* What is being asked: Rewrite everything from the start of the records down to the line containing "10L325 14L293 77L312", replacing "rough mask" with "coarse mask" and leaving everything else unchanged.

* Extracted entries:
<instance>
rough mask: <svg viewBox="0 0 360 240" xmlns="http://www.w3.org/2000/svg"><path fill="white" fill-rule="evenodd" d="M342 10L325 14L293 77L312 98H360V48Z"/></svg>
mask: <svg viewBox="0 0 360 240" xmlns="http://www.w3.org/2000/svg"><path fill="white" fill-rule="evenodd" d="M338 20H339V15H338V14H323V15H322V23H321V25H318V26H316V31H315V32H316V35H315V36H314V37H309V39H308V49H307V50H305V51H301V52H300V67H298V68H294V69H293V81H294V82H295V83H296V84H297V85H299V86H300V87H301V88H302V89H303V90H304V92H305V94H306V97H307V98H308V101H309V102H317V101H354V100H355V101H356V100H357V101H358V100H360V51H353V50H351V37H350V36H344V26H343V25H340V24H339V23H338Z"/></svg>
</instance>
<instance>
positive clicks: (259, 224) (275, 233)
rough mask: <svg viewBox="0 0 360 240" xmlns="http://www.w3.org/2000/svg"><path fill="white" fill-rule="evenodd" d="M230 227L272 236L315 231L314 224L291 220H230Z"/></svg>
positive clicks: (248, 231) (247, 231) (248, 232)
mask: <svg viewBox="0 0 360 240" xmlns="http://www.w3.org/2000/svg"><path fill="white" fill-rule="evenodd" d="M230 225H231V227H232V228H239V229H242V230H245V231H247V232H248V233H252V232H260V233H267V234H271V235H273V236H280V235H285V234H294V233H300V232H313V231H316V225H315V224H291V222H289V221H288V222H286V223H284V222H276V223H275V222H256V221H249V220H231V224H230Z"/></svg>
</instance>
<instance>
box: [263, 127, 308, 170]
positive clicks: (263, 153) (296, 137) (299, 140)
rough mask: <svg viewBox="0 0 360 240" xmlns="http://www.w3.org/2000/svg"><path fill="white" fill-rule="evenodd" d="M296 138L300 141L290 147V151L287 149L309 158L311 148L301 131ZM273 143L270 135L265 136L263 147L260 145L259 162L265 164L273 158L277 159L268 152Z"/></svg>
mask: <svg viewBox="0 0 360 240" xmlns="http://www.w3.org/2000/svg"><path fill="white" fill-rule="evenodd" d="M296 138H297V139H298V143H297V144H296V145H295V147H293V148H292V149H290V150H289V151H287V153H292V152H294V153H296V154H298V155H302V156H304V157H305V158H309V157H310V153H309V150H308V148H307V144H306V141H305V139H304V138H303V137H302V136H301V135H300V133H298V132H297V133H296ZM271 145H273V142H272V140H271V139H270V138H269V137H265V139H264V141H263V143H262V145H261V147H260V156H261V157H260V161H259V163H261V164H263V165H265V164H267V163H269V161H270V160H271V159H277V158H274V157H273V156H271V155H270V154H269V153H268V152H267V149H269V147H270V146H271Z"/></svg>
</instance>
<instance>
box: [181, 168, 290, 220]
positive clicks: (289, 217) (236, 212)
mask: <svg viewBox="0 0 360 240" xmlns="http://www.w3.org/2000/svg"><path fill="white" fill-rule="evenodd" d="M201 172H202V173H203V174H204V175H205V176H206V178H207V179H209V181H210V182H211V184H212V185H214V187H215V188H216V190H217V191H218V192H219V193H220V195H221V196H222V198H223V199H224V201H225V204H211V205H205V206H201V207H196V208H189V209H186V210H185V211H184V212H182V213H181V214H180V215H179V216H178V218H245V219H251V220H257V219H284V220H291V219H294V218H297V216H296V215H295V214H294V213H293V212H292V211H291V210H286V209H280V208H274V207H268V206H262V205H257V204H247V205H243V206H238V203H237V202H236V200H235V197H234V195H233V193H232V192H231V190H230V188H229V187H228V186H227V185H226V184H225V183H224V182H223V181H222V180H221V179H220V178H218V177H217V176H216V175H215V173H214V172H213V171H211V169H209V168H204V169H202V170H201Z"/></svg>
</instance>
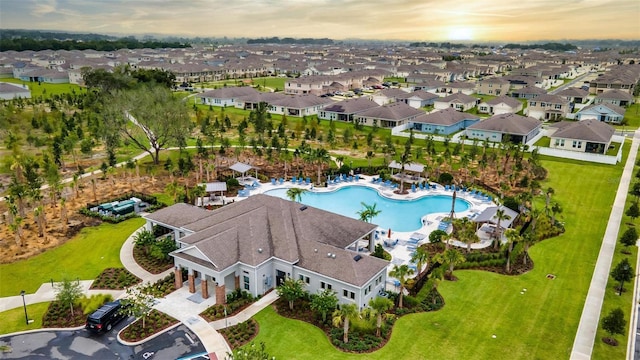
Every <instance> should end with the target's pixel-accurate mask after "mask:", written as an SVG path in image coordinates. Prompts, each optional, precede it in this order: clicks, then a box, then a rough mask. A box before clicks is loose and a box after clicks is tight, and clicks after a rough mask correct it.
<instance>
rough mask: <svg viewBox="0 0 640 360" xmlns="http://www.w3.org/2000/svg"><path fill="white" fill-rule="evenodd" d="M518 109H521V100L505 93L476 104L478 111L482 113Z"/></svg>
mask: <svg viewBox="0 0 640 360" xmlns="http://www.w3.org/2000/svg"><path fill="white" fill-rule="evenodd" d="M518 111H522V102H520V101H519V100H516V99H514V98H512V97H510V96H506V95H503V96H498V97H496V98H493V99H491V100H487V101H483V102H481V103H480V104H478V112H480V113H483V114H490V115H500V114H507V113H517V112H518Z"/></svg>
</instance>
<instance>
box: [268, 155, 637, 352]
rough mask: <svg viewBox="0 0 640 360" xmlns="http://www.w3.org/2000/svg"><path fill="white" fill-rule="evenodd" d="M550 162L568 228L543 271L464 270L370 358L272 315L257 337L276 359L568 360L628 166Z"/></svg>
mask: <svg viewBox="0 0 640 360" xmlns="http://www.w3.org/2000/svg"><path fill="white" fill-rule="evenodd" d="M627 154H628V150H627V151H626V152H625V159H626V155H627ZM543 164H544V166H545V167H546V168H547V169H548V170H549V174H550V175H549V178H548V179H547V180H546V181H544V182H543V184H542V187H543V188H544V189H546V188H547V187H552V188H554V189H555V195H554V199H555V200H557V201H559V202H560V203H561V204H562V206H563V208H564V212H563V214H562V215H561V216H560V219H561V220H562V221H564V222H565V226H566V229H567V231H566V232H565V233H564V234H563V235H561V236H558V237H556V238H553V239H548V240H545V241H543V242H541V243H539V244H536V245H535V246H534V247H533V248H532V249H531V251H530V253H531V257H532V258H533V261H534V262H535V268H534V270H533V271H531V272H529V273H527V274H525V275H522V276H513V277H511V276H504V275H497V274H493V273H486V272H482V271H473V270H465V271H456V275H457V276H458V278H459V281H457V282H443V283H441V285H440V288H439V289H440V291H441V293H442V295H443V296H444V299H445V302H446V305H445V307H444V308H443V309H442V310H440V311H438V312H434V313H423V314H414V315H409V316H405V317H402V318H401V319H400V320H399V321H398V322H397V324H396V326H395V328H394V330H393V335H392V338H391V340H390V341H389V343H388V344H387V345H386V346H385V347H384V348H383V349H381V350H379V351H377V352H375V353H372V354H367V355H366V356H357V355H352V354H345V353H342V352H340V351H338V350H335V348H333V346H331V345H330V344H329V342H328V340H327V339H326V337H325V336H324V334H322V332H321V331H320V330H317V329H315V328H313V327H311V326H309V325H306V324H303V323H300V322H298V321H291V320H287V319H283V318H281V317H280V316H278V315H277V314H275V313H274V312H273V311H272V310H271V309H266V310H263V311H262V312H261V313H260V314H258V315H257V316H256V319H257V320H258V321H259V322H260V329H261V331H260V334H259V335H258V338H257V339H256V341H257V342H260V341H264V342H265V343H266V345H267V350H268V352H269V353H270V354H271V355H273V356H276V358H292V357H295V358H297V359H313V358H317V356H318V354H322V357H323V358H325V359H343V358H344V359H346V358H356V357H366V358H368V359H369V358H371V359H389V358H394V359H422V358H425V357H426V358H433V359H561V358H568V357H569V354H570V352H571V348H572V346H573V341H574V337H575V333H576V330H577V327H578V322H579V320H580V314H581V313H582V306H583V305H584V300H585V296H586V293H587V291H588V288H589V283H590V280H591V276H592V272H593V267H594V265H595V261H596V259H597V255H598V251H599V249H600V244H601V240H602V236H603V234H604V231H605V228H606V222H607V219H608V217H609V213H610V210H611V205H612V203H613V199H614V196H615V192H616V187H617V183H618V179H619V177H620V175H621V173H622V165H621V164H619V165H617V166H606V165H597V164H588V163H583V162H571V161H569V162H567V161H558V160H555V159H550V158H545V160H543ZM577 179H579V181H578V180H577ZM547 274H554V275H555V276H556V278H555V279H553V280H550V279H547V277H546V275H547ZM525 288H526V289H527V290H526V291H524V294H521V292H523V289H525ZM281 332H282V333H281ZM494 334H495V335H496V338H495V339H494V338H492V335H494Z"/></svg>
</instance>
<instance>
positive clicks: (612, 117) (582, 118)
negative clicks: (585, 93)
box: [576, 103, 626, 124]
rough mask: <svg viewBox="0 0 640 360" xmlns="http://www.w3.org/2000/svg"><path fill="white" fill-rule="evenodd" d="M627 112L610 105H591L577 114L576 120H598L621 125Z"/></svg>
mask: <svg viewBox="0 0 640 360" xmlns="http://www.w3.org/2000/svg"><path fill="white" fill-rule="evenodd" d="M625 112H626V110H625V109H624V108H621V107H620V106H617V105H612V104H609V103H601V104H591V105H589V106H587V107H585V108H583V109H581V110H580V111H578V112H577V113H576V119H578V120H580V121H583V120H589V119H593V120H598V121H603V122H606V123H611V124H621V123H622V120H623V119H624V113H625Z"/></svg>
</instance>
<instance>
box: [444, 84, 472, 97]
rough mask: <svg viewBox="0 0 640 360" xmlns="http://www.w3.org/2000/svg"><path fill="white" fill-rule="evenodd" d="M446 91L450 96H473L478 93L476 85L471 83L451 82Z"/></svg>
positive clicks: (445, 87)
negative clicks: (457, 94)
mask: <svg viewBox="0 0 640 360" xmlns="http://www.w3.org/2000/svg"><path fill="white" fill-rule="evenodd" d="M444 89H445V91H446V92H447V93H448V94H465V95H472V94H475V92H476V85H475V84H473V83H470V82H450V83H448V84H446V85H445V86H444Z"/></svg>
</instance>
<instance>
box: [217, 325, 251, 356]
mask: <svg viewBox="0 0 640 360" xmlns="http://www.w3.org/2000/svg"><path fill="white" fill-rule="evenodd" d="M219 332H220V333H221V334H222V335H223V336H224V337H225V338H226V339H227V342H228V343H229V346H230V347H231V349H236V348H238V347H240V346H243V345H244V344H246V343H248V342H249V341H251V340H252V339H253V338H254V337H255V336H256V334H257V332H258V323H257V322H256V321H255V320H253V319H249V320H247V321H244V322H241V323H239V324H238V325H234V326H229V327H228V328H224V329H220V330H219Z"/></svg>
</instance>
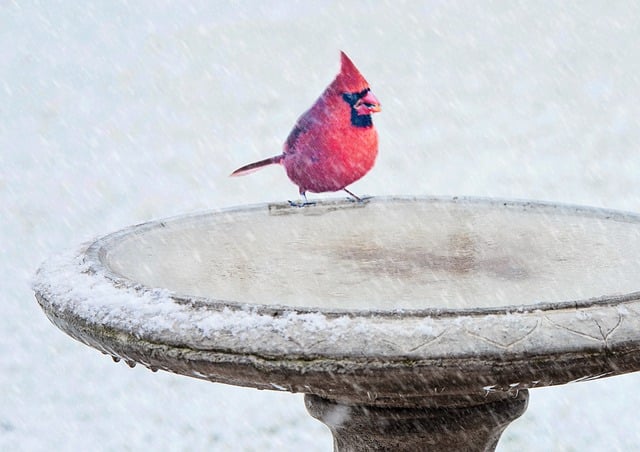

* Task output:
<instance>
coarse mask: <svg viewBox="0 0 360 240" xmlns="http://www.w3.org/2000/svg"><path fill="white" fill-rule="evenodd" d="M342 10L325 14L293 77L312 98H360V48Z"/></svg>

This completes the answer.